TEXTO SELECCIONADO
####################

En el año 2001 yo vivía mi tranquila vida como párroco de una deliciosa parroquia sin saber que una perfecta desconocida llamada Marta y que estaba luchando por su vida en un hospital, me iba a cambiar la vida. Vivía lejos de mí, en otra provincia, nunca nos habíamos conocido, y, sin embargo, nuestras vidas se iban a entrelazar de un modo inextricable. Los médicos comentaban la extraña enfermedad que padecía aquella universitaria vigilada 24 horas en la UCI un extraño síndrome cuyo nombre callaré para evitar la identificación de esta jovencita de una carrera de ciencias. La chica estuvo al borde de la muerte durante doce días mientras su madre no hacía más que rezar y rezar para que su hija viviera.

####################

CONTENIDO DEL LISTADO
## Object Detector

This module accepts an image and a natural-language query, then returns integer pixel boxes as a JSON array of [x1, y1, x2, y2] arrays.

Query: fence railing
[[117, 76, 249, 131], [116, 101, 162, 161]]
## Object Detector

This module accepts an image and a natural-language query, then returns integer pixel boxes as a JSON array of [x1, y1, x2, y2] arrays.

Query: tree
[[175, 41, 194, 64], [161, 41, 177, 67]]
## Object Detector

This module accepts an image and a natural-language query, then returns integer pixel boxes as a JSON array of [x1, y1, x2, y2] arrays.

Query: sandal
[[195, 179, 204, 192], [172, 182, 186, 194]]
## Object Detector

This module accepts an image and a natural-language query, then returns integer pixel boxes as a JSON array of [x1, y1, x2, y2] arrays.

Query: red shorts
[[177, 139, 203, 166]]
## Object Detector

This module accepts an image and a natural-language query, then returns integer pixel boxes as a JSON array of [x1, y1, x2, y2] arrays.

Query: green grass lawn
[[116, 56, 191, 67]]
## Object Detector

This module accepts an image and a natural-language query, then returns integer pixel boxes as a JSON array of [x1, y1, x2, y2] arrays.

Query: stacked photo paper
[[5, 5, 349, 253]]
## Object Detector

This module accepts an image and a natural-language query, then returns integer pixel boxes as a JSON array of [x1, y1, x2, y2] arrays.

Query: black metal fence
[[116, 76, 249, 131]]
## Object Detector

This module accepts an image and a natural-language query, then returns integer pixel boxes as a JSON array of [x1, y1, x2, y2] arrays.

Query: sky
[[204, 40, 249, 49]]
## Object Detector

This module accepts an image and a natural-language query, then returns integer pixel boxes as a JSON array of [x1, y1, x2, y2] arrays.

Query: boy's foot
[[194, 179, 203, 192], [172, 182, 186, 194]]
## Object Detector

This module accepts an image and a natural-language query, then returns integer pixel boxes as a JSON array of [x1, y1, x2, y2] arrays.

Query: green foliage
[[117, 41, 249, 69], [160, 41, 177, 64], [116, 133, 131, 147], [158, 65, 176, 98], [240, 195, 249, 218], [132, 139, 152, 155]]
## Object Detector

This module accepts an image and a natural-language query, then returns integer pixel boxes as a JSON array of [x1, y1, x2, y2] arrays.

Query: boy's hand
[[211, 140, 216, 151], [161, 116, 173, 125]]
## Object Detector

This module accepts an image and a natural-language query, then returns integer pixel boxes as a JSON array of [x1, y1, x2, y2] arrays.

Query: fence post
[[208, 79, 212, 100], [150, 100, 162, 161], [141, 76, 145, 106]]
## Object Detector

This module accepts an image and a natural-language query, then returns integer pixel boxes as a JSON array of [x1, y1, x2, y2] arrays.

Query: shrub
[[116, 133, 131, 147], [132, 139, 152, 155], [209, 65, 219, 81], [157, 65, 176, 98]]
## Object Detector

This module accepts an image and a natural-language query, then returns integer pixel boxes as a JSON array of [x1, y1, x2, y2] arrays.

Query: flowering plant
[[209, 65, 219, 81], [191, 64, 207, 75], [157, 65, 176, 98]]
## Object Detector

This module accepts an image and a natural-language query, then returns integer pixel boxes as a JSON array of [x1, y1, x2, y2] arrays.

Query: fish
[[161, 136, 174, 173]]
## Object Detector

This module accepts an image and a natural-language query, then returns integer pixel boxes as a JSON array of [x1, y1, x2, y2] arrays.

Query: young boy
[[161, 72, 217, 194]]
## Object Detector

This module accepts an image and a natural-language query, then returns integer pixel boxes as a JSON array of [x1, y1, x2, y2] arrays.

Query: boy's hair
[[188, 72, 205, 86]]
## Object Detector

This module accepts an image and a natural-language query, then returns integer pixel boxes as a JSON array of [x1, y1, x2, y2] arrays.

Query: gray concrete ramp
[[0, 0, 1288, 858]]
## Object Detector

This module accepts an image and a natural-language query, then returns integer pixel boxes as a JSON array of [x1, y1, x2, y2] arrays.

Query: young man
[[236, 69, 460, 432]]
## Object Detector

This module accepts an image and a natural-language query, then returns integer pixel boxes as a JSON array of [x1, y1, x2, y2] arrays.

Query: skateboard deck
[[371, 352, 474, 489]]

####################

EL PROBLEMA
Copia el fragmento del texto seleccionado que va de "En el año 2001" a "su hija viviera.", ambos incluidos, y cambia "párroco" por "sacerdote". El listado es un material independiente del texto seleccionado.

RESPUESTA ESPERADA
En el año 2001 yo vivía mi tranquila vida como sacerdote de una deliciosa parroquia sin saber que una perfecta desconocida llamada Marta y que estaba luchando por su vida en un hospital, me iba a cambiar la vida. Vivía lejos de mí, en otra provincia, nunca nos habíamos conocido, y, sin embargo, nuestras vidas se iban a entrelazar de un modo inextricable. Los médicos comentaban la extraña enfermedad que padecía aquella universitaria vigilada 24 horas en la UCI un extraño síndrome cuyo nombre callaré para evitar la identificación de esta jovencita de una carrera de ciencias. La chica estuvo al borde de la muerte durante doce días mientras su madre no hacía más que rezar y rezar para que su hija viviera.